§ PROVIDED INFORMATION
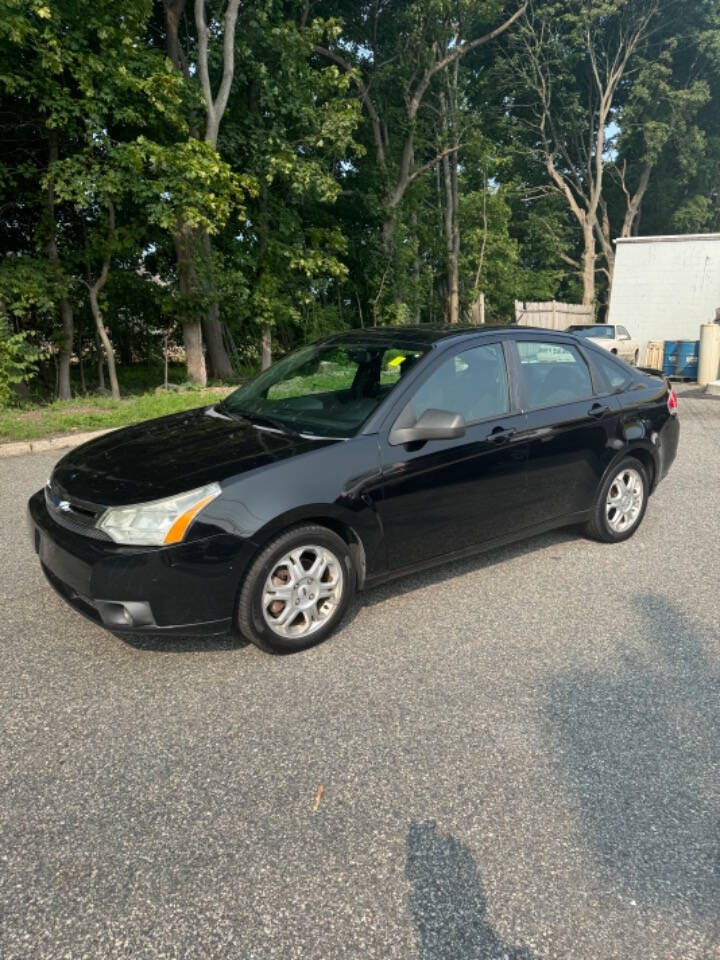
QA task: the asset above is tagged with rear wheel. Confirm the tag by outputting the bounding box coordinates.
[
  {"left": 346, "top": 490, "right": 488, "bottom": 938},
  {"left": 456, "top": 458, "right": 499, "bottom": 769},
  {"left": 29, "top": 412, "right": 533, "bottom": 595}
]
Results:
[
  {"left": 238, "top": 524, "right": 356, "bottom": 653},
  {"left": 585, "top": 457, "right": 650, "bottom": 543}
]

§ GOAL OF THE EXERCISE
List every line above that contains the word "bottom".

§ IN RESPONSE
  {"left": 346, "top": 490, "right": 488, "bottom": 938},
  {"left": 456, "top": 458, "right": 499, "bottom": 769},
  {"left": 29, "top": 412, "right": 533, "bottom": 595}
  {"left": 238, "top": 524, "right": 356, "bottom": 653},
  {"left": 585, "top": 457, "right": 650, "bottom": 543}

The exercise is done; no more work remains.